== What the task asks ==
Could you report every line of the listing below that holds the word "stripe"?

== Given data ==

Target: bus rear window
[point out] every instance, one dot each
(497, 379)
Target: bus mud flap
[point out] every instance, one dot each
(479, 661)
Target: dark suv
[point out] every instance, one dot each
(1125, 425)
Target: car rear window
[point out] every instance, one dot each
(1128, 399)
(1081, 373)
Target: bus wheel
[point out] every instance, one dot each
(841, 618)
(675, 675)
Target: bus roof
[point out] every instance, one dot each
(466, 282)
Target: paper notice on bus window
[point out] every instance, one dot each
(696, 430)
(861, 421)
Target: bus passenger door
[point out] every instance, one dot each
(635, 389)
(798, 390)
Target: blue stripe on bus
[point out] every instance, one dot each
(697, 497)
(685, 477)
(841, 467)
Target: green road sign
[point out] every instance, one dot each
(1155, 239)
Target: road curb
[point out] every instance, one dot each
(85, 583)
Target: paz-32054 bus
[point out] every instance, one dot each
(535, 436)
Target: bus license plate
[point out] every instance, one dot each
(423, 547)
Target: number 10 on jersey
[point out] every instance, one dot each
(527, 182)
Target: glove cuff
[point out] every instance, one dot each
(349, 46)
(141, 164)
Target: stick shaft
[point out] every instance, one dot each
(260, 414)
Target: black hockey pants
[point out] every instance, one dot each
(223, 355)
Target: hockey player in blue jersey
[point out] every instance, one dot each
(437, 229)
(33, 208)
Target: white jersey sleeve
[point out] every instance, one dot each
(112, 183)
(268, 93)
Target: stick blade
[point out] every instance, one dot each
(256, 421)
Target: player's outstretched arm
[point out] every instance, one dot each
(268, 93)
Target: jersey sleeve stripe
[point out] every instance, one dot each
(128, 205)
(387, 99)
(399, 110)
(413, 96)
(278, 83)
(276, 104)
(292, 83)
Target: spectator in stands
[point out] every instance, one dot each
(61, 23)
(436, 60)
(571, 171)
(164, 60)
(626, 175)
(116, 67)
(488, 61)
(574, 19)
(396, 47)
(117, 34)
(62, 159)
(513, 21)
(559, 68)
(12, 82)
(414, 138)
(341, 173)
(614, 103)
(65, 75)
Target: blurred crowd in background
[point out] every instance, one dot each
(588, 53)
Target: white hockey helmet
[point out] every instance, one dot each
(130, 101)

== Completed task ==
Target: blue stripe on bus
Target: jersey sleeve stripe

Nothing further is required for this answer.